Exercise instructions
Please give the number of lines that hold the string "sidewalk" in the listing, without any other words.

Task data

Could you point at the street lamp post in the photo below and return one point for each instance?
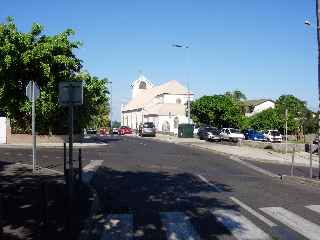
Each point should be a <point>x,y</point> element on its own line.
<point>308,23</point>
<point>110,83</point>
<point>188,101</point>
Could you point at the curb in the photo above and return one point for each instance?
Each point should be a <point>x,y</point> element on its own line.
<point>28,146</point>
<point>90,230</point>
<point>300,180</point>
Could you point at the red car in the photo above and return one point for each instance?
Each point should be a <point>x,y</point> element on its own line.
<point>124,130</point>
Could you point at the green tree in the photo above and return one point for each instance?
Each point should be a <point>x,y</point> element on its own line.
<point>217,110</point>
<point>47,60</point>
<point>38,57</point>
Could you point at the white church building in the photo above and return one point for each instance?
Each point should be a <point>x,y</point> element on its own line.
<point>165,105</point>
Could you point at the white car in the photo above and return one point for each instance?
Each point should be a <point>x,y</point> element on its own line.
<point>273,136</point>
<point>231,134</point>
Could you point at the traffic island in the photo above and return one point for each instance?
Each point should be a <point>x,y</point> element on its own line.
<point>301,180</point>
<point>34,205</point>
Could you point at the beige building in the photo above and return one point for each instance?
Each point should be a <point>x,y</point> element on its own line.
<point>165,105</point>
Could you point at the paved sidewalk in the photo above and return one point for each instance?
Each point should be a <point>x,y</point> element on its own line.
<point>244,152</point>
<point>33,205</point>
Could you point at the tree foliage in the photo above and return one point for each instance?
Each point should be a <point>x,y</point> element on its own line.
<point>47,60</point>
<point>217,110</point>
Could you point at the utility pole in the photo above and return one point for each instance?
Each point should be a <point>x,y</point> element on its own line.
<point>286,133</point>
<point>318,40</point>
<point>187,79</point>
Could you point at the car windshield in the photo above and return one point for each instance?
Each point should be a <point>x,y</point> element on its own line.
<point>274,133</point>
<point>232,130</point>
<point>212,130</point>
<point>148,125</point>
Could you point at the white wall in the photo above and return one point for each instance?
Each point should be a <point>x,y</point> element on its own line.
<point>3,130</point>
<point>162,119</point>
<point>173,98</point>
<point>261,107</point>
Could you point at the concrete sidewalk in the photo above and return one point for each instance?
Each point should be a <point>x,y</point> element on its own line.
<point>243,152</point>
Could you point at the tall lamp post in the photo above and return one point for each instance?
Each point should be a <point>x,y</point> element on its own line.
<point>110,83</point>
<point>188,103</point>
<point>308,23</point>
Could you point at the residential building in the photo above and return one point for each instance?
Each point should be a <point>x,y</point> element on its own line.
<point>165,105</point>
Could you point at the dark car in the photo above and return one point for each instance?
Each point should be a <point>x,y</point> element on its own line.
<point>147,129</point>
<point>251,134</point>
<point>211,134</point>
<point>124,130</point>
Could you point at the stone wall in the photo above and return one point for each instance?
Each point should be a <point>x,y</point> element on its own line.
<point>277,147</point>
<point>27,139</point>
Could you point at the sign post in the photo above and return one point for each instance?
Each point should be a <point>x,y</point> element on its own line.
<point>33,92</point>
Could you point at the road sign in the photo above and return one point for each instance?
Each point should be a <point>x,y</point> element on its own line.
<point>71,93</point>
<point>29,91</point>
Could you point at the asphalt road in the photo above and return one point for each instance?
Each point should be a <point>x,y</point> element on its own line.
<point>158,190</point>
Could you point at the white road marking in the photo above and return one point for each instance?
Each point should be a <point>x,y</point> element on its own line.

Expected output
2